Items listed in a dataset
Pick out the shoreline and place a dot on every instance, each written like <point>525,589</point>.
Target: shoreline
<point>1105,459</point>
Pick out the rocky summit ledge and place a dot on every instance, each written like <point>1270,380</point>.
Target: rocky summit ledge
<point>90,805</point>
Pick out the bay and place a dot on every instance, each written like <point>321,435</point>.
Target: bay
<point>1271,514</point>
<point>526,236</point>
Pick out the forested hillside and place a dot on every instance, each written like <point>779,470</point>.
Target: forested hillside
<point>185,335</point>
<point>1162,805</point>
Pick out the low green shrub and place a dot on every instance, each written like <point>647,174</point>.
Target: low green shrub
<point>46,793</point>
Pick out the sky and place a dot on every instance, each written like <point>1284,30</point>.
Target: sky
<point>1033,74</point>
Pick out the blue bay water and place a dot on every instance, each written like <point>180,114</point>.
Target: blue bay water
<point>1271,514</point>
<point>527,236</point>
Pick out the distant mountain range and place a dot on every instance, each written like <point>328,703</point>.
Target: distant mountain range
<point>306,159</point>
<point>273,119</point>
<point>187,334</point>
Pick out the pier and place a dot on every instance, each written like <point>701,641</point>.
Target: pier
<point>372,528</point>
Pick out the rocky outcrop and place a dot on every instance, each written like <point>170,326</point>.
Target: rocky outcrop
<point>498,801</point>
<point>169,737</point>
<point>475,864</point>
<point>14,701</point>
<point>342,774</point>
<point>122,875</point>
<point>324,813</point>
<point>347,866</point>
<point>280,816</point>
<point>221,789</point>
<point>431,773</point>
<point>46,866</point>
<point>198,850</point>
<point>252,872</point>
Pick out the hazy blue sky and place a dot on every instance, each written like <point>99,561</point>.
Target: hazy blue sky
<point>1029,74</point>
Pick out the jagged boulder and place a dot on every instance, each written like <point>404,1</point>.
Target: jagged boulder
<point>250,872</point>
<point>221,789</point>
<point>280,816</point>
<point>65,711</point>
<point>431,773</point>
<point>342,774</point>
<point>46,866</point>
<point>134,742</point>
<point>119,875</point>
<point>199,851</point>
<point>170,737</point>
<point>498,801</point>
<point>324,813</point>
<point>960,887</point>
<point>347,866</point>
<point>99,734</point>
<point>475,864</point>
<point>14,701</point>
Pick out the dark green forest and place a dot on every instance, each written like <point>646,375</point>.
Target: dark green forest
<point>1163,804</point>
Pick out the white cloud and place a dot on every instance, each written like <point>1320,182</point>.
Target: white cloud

• EXERCISE GOAL
Each entry must be set down exactly as it appears.

• FINISHED TASK
Pick out the shoreline and place a dot on every instance, each written like <point>525,589</point>.
Target: shoreline
<point>1105,459</point>
Pick out the rocky summit ledge and place a dot on every instance, each written like <point>1270,380</point>.
Target: rocky summit ledge
<point>90,805</point>
Pick out the bay and place a dot on every instance, each written like <point>321,435</point>.
Target: bay
<point>1271,514</point>
<point>526,236</point>
Pick out the forested hillside and place a dot on every instance, each written like <point>779,470</point>.
Target: forested hillside
<point>185,335</point>
<point>1162,805</point>
Pick out the low green shrub and place a dot on every instance, each written like <point>647,174</point>.
Target: low green shrub
<point>46,793</point>
Pick out the sky and place a dot on every instance, each written like <point>1284,30</point>.
Target: sky
<point>1033,74</point>
Pick out the blue bay water and place a dot on every instance, each written like <point>180,114</point>.
Target: blue bay water
<point>1271,514</point>
<point>527,236</point>
Pick out the distant mountain range and place a dot on every instance, each written like <point>328,703</point>.
Target: distant mountain range
<point>306,159</point>
<point>273,119</point>
<point>187,334</point>
Pick out the pier and place a dot on every instance, each written like <point>701,641</point>.
Target: pier
<point>372,528</point>
Pick out the rocky outcrop and place a dot on every instance, each written like <point>170,326</point>.
Target: rocky outcrop
<point>498,801</point>
<point>169,737</point>
<point>475,864</point>
<point>14,701</point>
<point>342,774</point>
<point>122,875</point>
<point>324,813</point>
<point>347,866</point>
<point>280,816</point>
<point>221,789</point>
<point>431,773</point>
<point>46,866</point>
<point>198,850</point>
<point>252,872</point>
Pick out the hazy blue sky and place a dot on every instance, each written like <point>99,561</point>.
Target: hazy blue sky
<point>1029,74</point>
Pick out the jagged boulder and place a dot on every instance, each written like <point>404,1</point>.
Target: jagged boulder
<point>250,872</point>
<point>221,789</point>
<point>280,816</point>
<point>65,711</point>
<point>431,773</point>
<point>342,774</point>
<point>46,866</point>
<point>134,742</point>
<point>119,875</point>
<point>199,851</point>
<point>170,737</point>
<point>498,801</point>
<point>324,813</point>
<point>960,887</point>
<point>347,866</point>
<point>99,734</point>
<point>475,864</point>
<point>14,701</point>
Pick out the dark green forest and place a dot on every instance, each written like <point>646,375</point>.
Target: dark green forest
<point>1163,804</point>
Pick out the white cloud and place a dot on every instance, each written like <point>1320,182</point>.
Target: white cloud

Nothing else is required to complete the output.